## BEGIN LISTED RECORDS

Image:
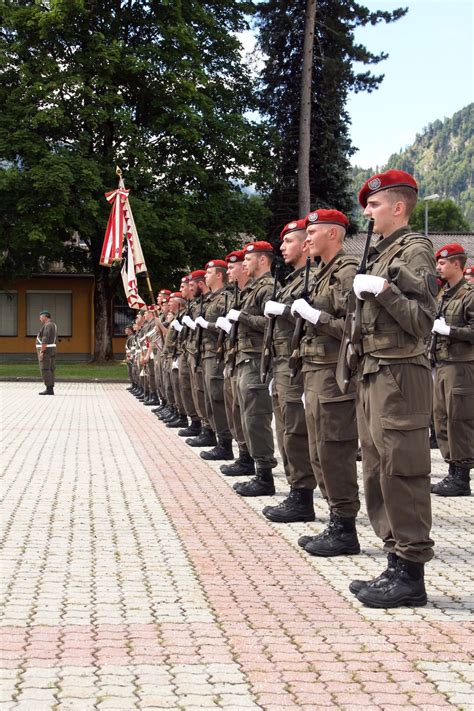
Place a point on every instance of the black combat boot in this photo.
(261, 485)
(173, 413)
(385, 576)
(222, 450)
(339, 538)
(243, 466)
(456, 483)
(298, 506)
(179, 421)
(405, 588)
(207, 438)
(192, 431)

## END LISTED RECORDS

> TASK DIRECTIONS
Please render every line of the rows above as a Markdown table with the columns No. and Line, skipping blank lines and leaving out the pictures.

> SOLUTION TO THE EXERCISE
| No. | Line |
|---|---|
| 1 | Image: |
| 2 | Place a point on every instance of the black combat boot in this photo. |
| 3 | (261, 485) |
| 4 | (173, 413) |
| 5 | (385, 576) |
| 6 | (222, 450) |
| 7 | (339, 538) |
| 8 | (243, 466) |
| 9 | (456, 483) |
| 10 | (298, 506) |
| 11 | (179, 421) |
| 12 | (405, 588) |
| 13 | (207, 438) |
| 14 | (192, 431) |